_EXERCISE DIRECTIONS_
Return the records below from the line containing "Please pin the road" onward, exactly, through and including the last line.

[Region pointing data]

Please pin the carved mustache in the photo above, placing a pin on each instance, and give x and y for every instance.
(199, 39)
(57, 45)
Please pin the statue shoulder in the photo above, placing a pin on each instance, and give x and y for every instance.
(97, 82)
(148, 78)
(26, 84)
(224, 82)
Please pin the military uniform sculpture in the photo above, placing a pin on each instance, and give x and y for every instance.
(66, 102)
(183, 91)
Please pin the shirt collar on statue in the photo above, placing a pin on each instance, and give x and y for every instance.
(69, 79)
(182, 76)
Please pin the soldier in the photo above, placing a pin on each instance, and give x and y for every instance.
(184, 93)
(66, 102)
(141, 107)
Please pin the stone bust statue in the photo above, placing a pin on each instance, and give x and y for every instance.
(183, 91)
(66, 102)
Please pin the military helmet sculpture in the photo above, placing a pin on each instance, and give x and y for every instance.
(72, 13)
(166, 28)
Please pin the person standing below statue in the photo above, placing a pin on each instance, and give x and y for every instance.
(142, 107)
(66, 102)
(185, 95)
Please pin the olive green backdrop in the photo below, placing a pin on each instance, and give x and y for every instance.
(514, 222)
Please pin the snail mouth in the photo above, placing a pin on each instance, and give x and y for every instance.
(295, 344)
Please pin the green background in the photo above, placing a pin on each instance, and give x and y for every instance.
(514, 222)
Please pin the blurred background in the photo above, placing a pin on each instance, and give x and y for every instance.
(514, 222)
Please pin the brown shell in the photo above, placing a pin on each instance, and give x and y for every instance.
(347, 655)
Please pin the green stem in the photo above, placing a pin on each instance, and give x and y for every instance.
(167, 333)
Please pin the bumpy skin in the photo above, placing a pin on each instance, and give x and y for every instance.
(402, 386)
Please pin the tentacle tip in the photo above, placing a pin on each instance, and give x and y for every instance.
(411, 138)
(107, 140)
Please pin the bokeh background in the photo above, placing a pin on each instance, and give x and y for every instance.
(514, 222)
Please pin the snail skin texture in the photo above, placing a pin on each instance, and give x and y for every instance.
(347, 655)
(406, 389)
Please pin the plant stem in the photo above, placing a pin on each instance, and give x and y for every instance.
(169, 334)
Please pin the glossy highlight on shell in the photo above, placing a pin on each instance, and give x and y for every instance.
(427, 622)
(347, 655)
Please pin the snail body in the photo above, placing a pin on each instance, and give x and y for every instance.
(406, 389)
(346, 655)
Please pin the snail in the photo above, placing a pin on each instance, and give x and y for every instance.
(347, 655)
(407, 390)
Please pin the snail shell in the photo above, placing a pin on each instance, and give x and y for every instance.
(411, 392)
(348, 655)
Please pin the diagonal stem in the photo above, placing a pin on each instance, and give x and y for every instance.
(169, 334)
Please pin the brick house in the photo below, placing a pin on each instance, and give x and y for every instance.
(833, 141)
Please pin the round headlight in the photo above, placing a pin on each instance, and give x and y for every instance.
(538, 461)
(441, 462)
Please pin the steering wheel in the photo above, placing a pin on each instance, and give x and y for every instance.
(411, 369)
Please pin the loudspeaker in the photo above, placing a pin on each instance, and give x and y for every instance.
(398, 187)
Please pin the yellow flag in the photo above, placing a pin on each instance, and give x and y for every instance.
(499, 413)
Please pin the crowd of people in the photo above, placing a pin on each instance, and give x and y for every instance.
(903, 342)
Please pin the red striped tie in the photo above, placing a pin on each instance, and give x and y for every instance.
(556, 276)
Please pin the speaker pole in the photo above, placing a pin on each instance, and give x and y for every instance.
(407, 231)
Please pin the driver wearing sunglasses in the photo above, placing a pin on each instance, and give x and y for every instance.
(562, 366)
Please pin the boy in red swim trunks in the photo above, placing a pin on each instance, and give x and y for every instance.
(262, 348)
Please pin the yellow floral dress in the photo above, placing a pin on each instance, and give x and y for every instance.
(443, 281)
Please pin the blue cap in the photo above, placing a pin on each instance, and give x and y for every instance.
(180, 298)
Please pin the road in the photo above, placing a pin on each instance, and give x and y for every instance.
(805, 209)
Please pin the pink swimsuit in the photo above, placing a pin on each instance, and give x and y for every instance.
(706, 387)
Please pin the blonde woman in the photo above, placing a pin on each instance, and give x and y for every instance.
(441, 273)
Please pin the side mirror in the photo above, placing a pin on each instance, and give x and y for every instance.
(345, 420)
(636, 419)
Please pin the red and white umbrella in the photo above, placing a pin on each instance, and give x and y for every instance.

_TASK OUTPUT_
Please pin the road in the photo above, placing a pin on each instance, and give x and y for every instance.
(805, 209)
Please pin the pink swimsuit in the photo above, placing a pin on each instance, and give x and y for every instance.
(706, 387)
Please pin the blonde woman in the photo above, placing a pin on each instance, and give x and y for every instance.
(441, 273)
Please pin the side mirror in the photo above, placing a pin on each instance, and give x and y for every instance.
(345, 420)
(636, 419)
Please pin the red and white umbrella in the photo above, placing a pin on each instance, and give x and y for every instance.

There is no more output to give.